■ DATA TO EXAMINE
^^^^^^^^^^^^^^^^

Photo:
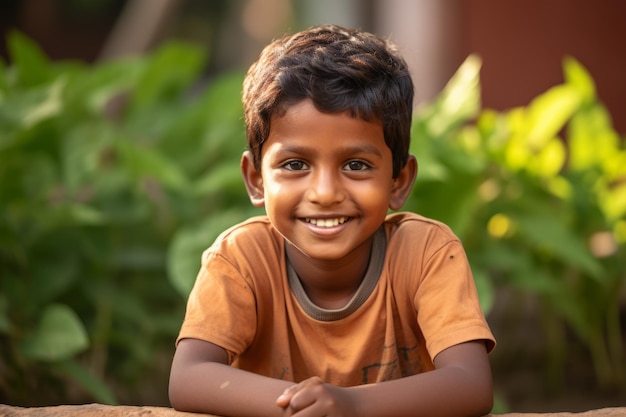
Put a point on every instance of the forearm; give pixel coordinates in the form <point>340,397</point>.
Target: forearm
<point>215,388</point>
<point>451,391</point>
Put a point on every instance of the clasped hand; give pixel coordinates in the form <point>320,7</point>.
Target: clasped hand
<point>314,398</point>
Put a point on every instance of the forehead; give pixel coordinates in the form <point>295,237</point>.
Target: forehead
<point>303,122</point>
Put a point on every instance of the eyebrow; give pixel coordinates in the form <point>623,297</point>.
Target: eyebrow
<point>369,149</point>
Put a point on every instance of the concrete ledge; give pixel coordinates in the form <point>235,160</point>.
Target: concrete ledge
<point>99,410</point>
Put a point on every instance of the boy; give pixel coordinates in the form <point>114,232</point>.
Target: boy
<point>328,306</point>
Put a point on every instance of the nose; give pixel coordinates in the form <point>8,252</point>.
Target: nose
<point>326,188</point>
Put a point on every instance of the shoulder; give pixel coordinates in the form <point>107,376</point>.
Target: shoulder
<point>406,225</point>
<point>414,239</point>
<point>252,239</point>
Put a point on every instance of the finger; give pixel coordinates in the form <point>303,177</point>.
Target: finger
<point>286,397</point>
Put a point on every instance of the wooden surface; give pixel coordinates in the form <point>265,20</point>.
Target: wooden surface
<point>99,410</point>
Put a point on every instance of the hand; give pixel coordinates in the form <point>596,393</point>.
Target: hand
<point>312,398</point>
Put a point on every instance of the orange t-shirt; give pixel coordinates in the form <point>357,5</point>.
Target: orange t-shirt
<point>416,300</point>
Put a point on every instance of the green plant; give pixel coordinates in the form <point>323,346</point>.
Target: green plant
<point>100,166</point>
<point>538,196</point>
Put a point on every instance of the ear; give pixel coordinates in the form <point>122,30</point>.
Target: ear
<point>403,185</point>
<point>253,180</point>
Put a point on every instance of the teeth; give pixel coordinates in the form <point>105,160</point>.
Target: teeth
<point>327,222</point>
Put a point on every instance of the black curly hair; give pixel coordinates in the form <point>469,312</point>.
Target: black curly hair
<point>339,70</point>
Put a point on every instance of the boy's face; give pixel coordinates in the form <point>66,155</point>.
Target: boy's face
<point>326,181</point>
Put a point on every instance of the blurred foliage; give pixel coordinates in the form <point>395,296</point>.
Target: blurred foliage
<point>115,177</point>
<point>101,167</point>
<point>537,194</point>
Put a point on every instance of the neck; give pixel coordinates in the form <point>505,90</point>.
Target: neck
<point>331,284</point>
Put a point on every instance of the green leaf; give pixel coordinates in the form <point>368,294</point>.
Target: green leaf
<point>59,335</point>
<point>149,162</point>
<point>458,101</point>
<point>89,382</point>
<point>33,66</point>
<point>5,324</point>
<point>549,232</point>
<point>548,113</point>
<point>170,70</point>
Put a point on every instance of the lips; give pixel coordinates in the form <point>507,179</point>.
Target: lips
<point>330,222</point>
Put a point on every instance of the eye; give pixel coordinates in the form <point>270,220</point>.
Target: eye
<point>356,166</point>
<point>295,165</point>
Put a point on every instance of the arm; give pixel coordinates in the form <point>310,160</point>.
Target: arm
<point>202,381</point>
<point>460,385</point>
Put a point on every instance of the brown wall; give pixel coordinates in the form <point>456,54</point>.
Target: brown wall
<point>523,43</point>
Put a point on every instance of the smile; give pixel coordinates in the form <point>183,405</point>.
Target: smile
<point>327,222</point>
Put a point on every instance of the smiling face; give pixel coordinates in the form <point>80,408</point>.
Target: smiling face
<point>326,182</point>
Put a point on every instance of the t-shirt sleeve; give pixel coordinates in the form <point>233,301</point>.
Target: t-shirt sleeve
<point>446,301</point>
<point>221,306</point>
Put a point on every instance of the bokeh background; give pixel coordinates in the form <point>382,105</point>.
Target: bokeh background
<point>120,133</point>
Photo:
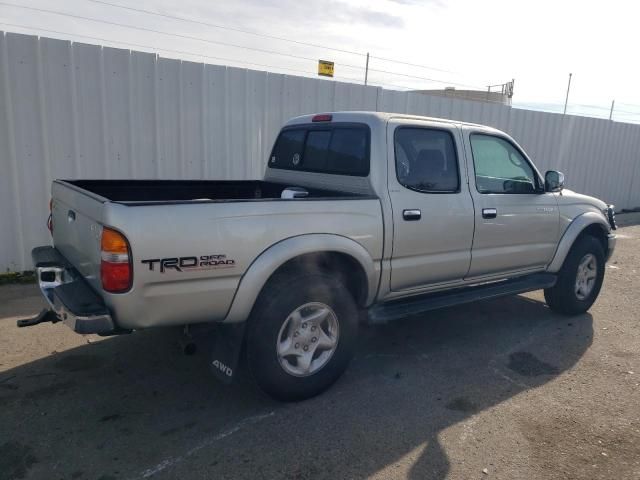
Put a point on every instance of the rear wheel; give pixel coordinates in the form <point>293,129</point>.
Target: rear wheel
<point>301,335</point>
<point>579,280</point>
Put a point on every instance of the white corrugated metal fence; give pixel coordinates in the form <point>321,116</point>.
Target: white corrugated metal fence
<point>71,110</point>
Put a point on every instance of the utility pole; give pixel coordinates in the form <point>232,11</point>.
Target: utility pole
<point>566,100</point>
<point>366,70</point>
<point>613,102</point>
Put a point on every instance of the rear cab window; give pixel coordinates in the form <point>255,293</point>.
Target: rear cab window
<point>338,148</point>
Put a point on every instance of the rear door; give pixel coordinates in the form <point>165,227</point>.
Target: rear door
<point>516,221</point>
<point>431,205</point>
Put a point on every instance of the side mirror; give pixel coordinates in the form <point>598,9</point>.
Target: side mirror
<point>553,181</point>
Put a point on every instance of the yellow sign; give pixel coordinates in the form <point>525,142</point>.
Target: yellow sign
<point>325,69</point>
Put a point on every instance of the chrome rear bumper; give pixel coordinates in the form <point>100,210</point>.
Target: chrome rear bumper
<point>70,297</point>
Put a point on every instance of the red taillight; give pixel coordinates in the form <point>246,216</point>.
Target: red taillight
<point>115,267</point>
<point>50,219</point>
<point>321,118</point>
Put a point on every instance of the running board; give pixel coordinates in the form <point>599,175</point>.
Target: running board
<point>385,312</point>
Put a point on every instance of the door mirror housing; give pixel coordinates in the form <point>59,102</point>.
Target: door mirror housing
<point>553,181</point>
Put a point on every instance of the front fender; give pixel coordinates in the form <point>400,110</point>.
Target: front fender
<point>277,255</point>
<point>575,228</point>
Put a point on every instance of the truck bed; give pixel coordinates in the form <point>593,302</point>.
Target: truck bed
<point>176,191</point>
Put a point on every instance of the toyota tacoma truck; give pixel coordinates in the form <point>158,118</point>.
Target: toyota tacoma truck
<point>361,216</point>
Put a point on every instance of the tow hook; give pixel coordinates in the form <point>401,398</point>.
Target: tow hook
<point>45,315</point>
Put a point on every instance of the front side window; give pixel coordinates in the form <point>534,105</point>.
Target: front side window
<point>500,167</point>
<point>426,160</point>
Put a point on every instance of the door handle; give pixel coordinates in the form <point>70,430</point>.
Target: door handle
<point>489,212</point>
<point>411,215</point>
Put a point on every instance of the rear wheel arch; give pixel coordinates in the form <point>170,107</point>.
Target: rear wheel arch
<point>315,252</point>
<point>348,270</point>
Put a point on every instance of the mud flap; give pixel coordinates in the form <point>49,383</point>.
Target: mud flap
<point>227,346</point>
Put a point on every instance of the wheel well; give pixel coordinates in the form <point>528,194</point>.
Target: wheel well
<point>599,233</point>
<point>349,270</point>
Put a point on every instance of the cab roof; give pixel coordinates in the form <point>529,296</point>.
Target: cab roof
<point>382,117</point>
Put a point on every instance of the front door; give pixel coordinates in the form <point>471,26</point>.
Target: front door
<point>516,221</point>
<point>432,207</point>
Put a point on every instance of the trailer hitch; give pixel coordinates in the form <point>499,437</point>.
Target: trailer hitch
<point>45,315</point>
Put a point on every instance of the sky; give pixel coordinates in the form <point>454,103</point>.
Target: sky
<point>462,43</point>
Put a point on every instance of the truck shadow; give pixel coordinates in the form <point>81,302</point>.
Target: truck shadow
<point>134,406</point>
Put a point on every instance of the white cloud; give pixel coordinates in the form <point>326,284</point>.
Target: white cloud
<point>537,43</point>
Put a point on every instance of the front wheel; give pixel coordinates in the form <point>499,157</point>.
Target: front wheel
<point>301,335</point>
<point>579,280</point>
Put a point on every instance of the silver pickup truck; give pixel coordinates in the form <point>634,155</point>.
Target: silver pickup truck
<point>361,216</point>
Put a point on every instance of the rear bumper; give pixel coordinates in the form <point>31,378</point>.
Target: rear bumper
<point>70,297</point>
<point>611,245</point>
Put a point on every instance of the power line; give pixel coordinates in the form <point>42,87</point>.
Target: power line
<point>274,37</point>
<point>206,40</point>
<point>213,25</point>
<point>183,52</point>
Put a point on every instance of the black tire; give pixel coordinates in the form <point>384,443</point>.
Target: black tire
<point>280,297</point>
<point>562,297</point>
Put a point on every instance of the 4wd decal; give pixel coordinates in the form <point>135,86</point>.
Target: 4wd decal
<point>189,264</point>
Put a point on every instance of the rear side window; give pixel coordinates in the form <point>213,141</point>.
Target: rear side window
<point>426,160</point>
<point>336,149</point>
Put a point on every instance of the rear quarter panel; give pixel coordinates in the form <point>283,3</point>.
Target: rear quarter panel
<point>239,231</point>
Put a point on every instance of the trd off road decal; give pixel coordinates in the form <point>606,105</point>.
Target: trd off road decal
<point>189,264</point>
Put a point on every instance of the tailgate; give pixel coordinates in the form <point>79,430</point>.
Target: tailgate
<point>77,226</point>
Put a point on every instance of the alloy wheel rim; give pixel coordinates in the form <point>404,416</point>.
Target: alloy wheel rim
<point>307,339</point>
<point>586,276</point>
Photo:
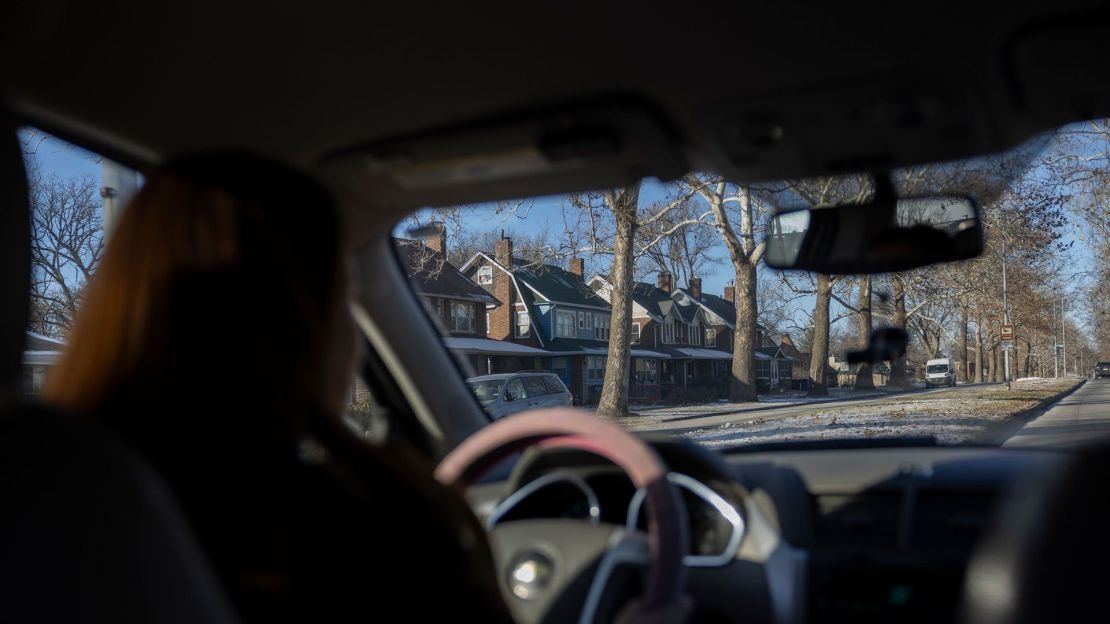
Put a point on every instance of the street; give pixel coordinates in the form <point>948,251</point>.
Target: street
<point>1079,419</point>
<point>966,414</point>
<point>685,420</point>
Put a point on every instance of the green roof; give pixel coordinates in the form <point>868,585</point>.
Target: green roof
<point>557,284</point>
<point>651,298</point>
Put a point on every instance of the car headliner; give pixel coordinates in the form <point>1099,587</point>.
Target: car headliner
<point>717,80</point>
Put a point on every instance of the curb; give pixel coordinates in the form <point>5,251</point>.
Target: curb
<point>999,433</point>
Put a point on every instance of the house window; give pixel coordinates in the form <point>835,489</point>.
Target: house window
<point>485,274</point>
<point>522,324</point>
<point>559,368</point>
<point>462,318</point>
<point>595,368</point>
<point>763,369</point>
<point>601,326</point>
<point>564,323</point>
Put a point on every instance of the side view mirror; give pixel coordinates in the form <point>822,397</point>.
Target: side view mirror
<point>881,237</point>
<point>886,344</point>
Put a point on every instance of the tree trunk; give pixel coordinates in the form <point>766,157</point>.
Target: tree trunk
<point>1029,360</point>
<point>614,401</point>
<point>961,334</point>
<point>979,354</point>
<point>819,354</point>
<point>995,376</point>
<point>744,339</point>
<point>864,379</point>
<point>898,375</point>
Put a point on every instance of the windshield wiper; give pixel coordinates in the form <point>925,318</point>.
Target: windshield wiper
<point>834,443</point>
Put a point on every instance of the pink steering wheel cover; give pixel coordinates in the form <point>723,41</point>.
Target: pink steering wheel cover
<point>574,429</point>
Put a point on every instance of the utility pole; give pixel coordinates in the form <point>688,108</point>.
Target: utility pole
<point>1063,334</point>
<point>1006,314</point>
<point>1056,344</point>
<point>118,184</point>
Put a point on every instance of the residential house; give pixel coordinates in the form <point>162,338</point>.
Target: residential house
<point>666,321</point>
<point>40,353</point>
<point>800,363</point>
<point>774,368</point>
<point>460,307</point>
<point>551,309</point>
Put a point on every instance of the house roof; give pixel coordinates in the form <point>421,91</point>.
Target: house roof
<point>486,346</point>
<point>718,305</point>
<point>773,352</point>
<point>435,277</point>
<point>571,345</point>
<point>649,298</point>
<point>557,284</point>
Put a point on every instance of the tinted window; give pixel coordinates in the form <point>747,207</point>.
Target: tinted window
<point>535,386</point>
<point>554,385</point>
<point>515,390</point>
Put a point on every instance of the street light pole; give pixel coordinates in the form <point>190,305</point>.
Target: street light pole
<point>1063,334</point>
<point>1006,314</point>
<point>1056,344</point>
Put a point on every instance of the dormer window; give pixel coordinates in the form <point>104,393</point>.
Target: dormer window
<point>485,274</point>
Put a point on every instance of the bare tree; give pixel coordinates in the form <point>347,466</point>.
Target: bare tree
<point>734,209</point>
<point>67,242</point>
<point>613,223</point>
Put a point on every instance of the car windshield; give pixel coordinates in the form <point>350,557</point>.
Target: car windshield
<point>654,305</point>
<point>486,390</point>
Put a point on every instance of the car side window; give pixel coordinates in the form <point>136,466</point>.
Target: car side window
<point>515,390</point>
<point>535,386</point>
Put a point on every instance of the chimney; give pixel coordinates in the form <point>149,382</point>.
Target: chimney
<point>696,288</point>
<point>503,316</point>
<point>666,282</point>
<point>503,251</point>
<point>436,239</point>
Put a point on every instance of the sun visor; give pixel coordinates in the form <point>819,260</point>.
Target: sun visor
<point>527,154</point>
<point>1059,71</point>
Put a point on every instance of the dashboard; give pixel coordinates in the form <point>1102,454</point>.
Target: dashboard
<point>871,534</point>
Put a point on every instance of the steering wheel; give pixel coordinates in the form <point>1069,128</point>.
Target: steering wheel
<point>546,567</point>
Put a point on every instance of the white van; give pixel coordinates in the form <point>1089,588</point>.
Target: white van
<point>939,372</point>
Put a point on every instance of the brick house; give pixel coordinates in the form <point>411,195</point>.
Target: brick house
<point>667,322</point>
<point>460,307</point>
<point>774,368</point>
<point>40,353</point>
<point>551,309</point>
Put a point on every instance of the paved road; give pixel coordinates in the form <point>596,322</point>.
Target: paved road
<point>746,413</point>
<point>1081,418</point>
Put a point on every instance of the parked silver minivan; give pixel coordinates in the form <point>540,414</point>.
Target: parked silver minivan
<point>507,393</point>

^^^^^^^^^^^^^^^^

■ EXERCISE DESCRIPTION
Output must be limited to the lines beginning with the one that contains "Target: brick house" and ending with the last line of the entries, reproduced exactly.

■ SOLUTION FOR THIS EXERCISE
Target: brick house
<point>667,322</point>
<point>460,307</point>
<point>774,368</point>
<point>40,353</point>
<point>551,309</point>
Put a point on every instance of the paved road; give pixel coordinates in the form <point>596,322</point>.
Target: paved road
<point>746,413</point>
<point>1081,418</point>
Put a point on every instance of the parked silver minivan; give pixel coordinates in the form <point>540,414</point>.
Target: parked silver minivan
<point>507,393</point>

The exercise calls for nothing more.